Testo fornito:

Pubblicato su Antidoti l’8 aprile 2005
Sat 2000 intervista a Rino Cammilleri
D.: Karol Wojtyla ha innalzato agli onori degli altari più santi e beati di tutti i suoi predecessori. Quale messaggio lascia questa volontà di proclamare un numero così elevato di testimoni della fede?
R.: Direi che il papa è stato in qualche modo obbligato, visto che il XX secolo appena trascorso ha fatto più martiri di tutti gli altri. Non solo, ma è noto che dove abbonda il male Dio fa abbondare anche la Grazia: da qui i moltissimi santi e beati degli ultimi due secoli (che, dall’Illuminismo in poi, hanno registrato un distacco organizzato e militante dal cristianesimo: lo fa notare il papa anche nel suo libro Memoria e identità). Il “messaggio”, infine, è questo: la «verità» del Vangelo non la si vede tanto nell’organizzazione della Chiesa quanto nei santi. Questi hanno applicato alla lettera quel «manuale di manutenzione di noi stessi» che è il Vangelo dimostrando che quel che vi è scritto è vero. Il santo è, insomma, il segno tangibile della verità del cristianesimo.
D.: E’ stata anche proclamata la santità di due bambini, di una coppia di sposi e di numerosi laici. Non solo religiosi dunque. Quale lettura si può fare di questa scelta?
R.: Il Concilio Vaticano II ha insistito sul «ruolo dei laici». Ecco qua. La sensibilità degli ultimi secoli, come abbiamo detto, va nel senso della laicità, spesso scaduta nel laicismo. Ebbene, proprio la santità dei laici contraddice questo assunto. Certo, negli «istituti di perfezione» teoricamente dovrebbe essere più facile, visto che che chi vi entra (monasteri, conventi, congregazioni) si concentra sui «consigli evangelici» (come dice Cristo al “giovane ricco” del Vangelo: «…se vuoi essere perfetto, va’, vendi ogni cosa…») per non farsi distrarre dalla vita secolare. Ma non credo che da parte della Chiesa ci sia stata una «scelta» tra beatificandi e canonizzandi: semplicemente, il ruolo di testimonial sta passando di mano. D’altra parte, il santo a questo serve: oltre ad intercedere, deve anche essere un esempio.

Compito 1:
Nell'intervista a Rino Cammilleri, quale concilio viene indicato come quello che ha insistito sul «ruolo dei laici»?
Compito 2:
Prosegui l'intervista a Rino Cammilleri dopo l'ultima risposta riportata.

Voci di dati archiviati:
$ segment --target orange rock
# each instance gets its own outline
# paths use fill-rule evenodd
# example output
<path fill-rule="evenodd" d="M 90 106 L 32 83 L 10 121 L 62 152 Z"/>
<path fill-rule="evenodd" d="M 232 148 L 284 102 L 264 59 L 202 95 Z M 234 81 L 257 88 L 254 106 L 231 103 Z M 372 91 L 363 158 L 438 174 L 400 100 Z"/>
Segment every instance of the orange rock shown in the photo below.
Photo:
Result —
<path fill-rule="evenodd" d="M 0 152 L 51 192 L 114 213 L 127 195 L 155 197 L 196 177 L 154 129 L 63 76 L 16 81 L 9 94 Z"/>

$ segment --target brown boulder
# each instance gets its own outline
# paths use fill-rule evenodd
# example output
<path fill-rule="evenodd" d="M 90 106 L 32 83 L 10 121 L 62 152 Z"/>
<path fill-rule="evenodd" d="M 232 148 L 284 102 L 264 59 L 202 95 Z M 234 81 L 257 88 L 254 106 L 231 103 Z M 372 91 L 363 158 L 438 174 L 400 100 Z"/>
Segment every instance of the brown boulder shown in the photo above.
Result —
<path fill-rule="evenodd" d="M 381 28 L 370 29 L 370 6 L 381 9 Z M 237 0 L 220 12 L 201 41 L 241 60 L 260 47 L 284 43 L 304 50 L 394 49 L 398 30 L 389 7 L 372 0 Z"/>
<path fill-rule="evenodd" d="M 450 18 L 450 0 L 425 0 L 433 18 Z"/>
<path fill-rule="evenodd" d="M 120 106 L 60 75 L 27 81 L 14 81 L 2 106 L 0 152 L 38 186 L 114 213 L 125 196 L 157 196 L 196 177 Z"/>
---
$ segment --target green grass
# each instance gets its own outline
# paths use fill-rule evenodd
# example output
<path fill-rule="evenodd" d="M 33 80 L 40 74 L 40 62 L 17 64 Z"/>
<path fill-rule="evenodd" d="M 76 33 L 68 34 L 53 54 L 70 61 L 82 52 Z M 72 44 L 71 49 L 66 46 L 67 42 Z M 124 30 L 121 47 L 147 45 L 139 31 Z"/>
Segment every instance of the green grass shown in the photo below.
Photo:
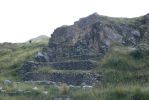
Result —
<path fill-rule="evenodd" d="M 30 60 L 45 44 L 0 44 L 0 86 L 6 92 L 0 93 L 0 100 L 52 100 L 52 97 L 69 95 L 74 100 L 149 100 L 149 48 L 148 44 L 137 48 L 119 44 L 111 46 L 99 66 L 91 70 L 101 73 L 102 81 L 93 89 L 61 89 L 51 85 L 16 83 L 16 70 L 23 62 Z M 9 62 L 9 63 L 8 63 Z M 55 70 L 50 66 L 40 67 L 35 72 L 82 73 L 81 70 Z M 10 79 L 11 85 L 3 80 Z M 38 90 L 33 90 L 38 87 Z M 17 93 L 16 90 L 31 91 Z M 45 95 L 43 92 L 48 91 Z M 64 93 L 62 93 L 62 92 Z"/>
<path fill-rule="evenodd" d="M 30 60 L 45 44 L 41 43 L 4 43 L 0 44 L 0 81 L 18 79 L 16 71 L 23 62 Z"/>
==
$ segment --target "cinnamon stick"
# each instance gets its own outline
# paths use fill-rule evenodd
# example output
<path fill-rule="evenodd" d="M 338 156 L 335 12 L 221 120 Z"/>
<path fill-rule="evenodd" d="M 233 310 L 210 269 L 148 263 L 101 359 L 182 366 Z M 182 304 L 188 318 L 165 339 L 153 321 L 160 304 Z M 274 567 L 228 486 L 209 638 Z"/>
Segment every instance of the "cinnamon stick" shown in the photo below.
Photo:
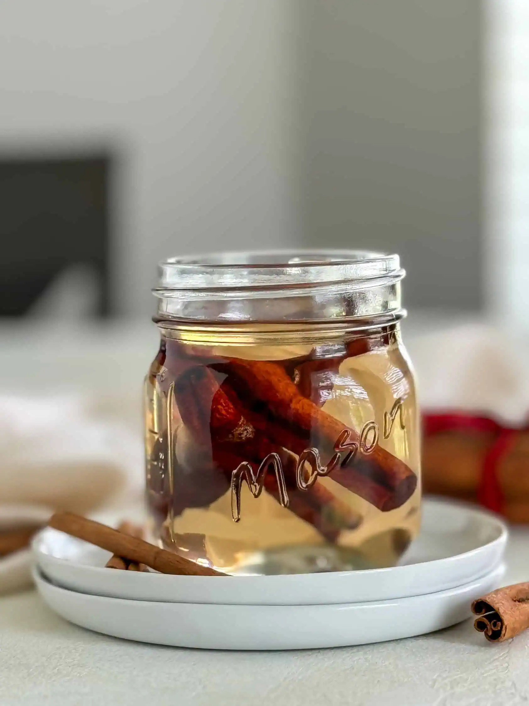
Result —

Risposta 1:
Il Concilio Vaticano II.

Risposta 2:
D.: E’ possibile individuare una caratteristica comune e generale della fede testimoniata dai santi voluti da Giovanni Paolo II?
R.: Credo che anche qui bisognerà chiarire un punto: non è la Chiesa che “fa” i santi, bensì li dichiara. Se un defunto si mette a far miracoli a chi glieli chiede è chiaro che è in Paradiso e, dunque è Beato. La Chiesa non fa altro che certificarlo autorevolmente dopo aver indagato in ogni modo la vita del defunto in questione. Cosa c’è in comune tra un carabiniere come Salvo D’Acquisto e un pastorello analfabeta come Francisco Marto? Niente. Solo, l’aver applicato il Vangelo alla lettera, scommettendoci la propria vita. Se un messaggio si vuole, eccolo: si può fare, è tutto vero, c’è tanta gente di ogni condizione che l’ha dimostrato, non abbiate paura, aprite le porte a Cristo (sto parafrasando il programma di questo pontificato); gente del Terzo Millennio edonista, volete essere felici? Ecco come si fa, ed è l’unica via, il resto è puro inganno.
D.: Qual è il santo che, secondo lei, per qualità umane e carismi spirituali può essere considerato il più vicino a Giovanni Paolo II?
R.: A mio avviso, don Bosco: a un tempo, mistico e uomo d’azione.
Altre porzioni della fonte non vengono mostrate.